# Task brief
Lay out the material below as a Markdown table with the columns Row and Material line, one numbered row per line, from the line containing "like x=1017, y=550." up to and including the last line of the material. Leave out blank lines.

# Data to use
....
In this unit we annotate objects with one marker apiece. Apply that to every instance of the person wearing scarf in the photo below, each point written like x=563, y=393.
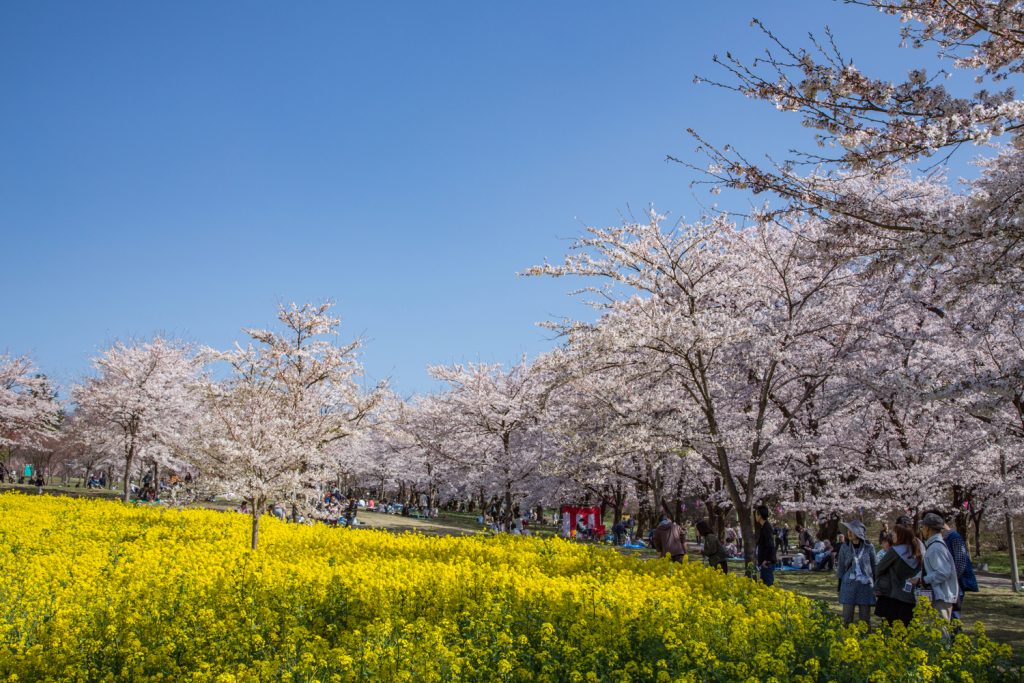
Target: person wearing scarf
x=855, y=568
x=892, y=577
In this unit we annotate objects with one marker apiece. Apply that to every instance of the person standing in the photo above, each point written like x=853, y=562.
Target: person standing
x=713, y=548
x=893, y=574
x=668, y=540
x=940, y=571
x=966, y=579
x=855, y=568
x=766, y=546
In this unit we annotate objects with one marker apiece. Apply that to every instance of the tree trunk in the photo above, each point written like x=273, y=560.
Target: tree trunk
x=976, y=520
x=748, y=531
x=255, y=515
x=960, y=498
x=129, y=457
x=1015, y=578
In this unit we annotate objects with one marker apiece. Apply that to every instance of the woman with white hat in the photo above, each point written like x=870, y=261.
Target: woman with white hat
x=855, y=568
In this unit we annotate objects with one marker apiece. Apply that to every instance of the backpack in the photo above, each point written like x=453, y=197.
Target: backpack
x=969, y=582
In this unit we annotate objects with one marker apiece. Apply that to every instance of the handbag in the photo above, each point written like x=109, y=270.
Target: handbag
x=969, y=582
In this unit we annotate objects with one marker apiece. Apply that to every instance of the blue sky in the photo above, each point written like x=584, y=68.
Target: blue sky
x=181, y=168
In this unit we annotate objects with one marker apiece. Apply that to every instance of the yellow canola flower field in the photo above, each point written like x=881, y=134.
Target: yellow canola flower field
x=98, y=591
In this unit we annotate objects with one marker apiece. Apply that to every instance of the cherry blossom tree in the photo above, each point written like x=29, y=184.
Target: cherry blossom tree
x=737, y=318
x=288, y=396
x=140, y=397
x=493, y=430
x=29, y=409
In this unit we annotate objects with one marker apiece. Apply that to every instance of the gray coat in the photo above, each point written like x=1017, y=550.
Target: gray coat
x=851, y=591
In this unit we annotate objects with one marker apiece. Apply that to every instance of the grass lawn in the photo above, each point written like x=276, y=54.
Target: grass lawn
x=999, y=608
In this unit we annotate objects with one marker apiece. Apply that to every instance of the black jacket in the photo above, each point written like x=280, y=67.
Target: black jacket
....
# Solution
| Row | Material line |
|---|---|
| 1 | In this unit we annotate objects with one marker apiece. Apply that to every instance of the gray coat in the photo above, each point written like x=1017, y=550. |
| 2 | Target: gray coat |
| 3 | x=851, y=591 |
| 4 | In this unit we annotate objects with one marker apiece. Apply that to every instance of the grass lawn in the photo above, each point written like x=276, y=54. |
| 5 | Target: grass lawn |
| 6 | x=999, y=608 |
| 7 | In this unit we annotate objects with one marker apiece. Apply that to every instance of the black jacket in the photo above, each point written like x=280, y=67. |
| 8 | Target: black jacket |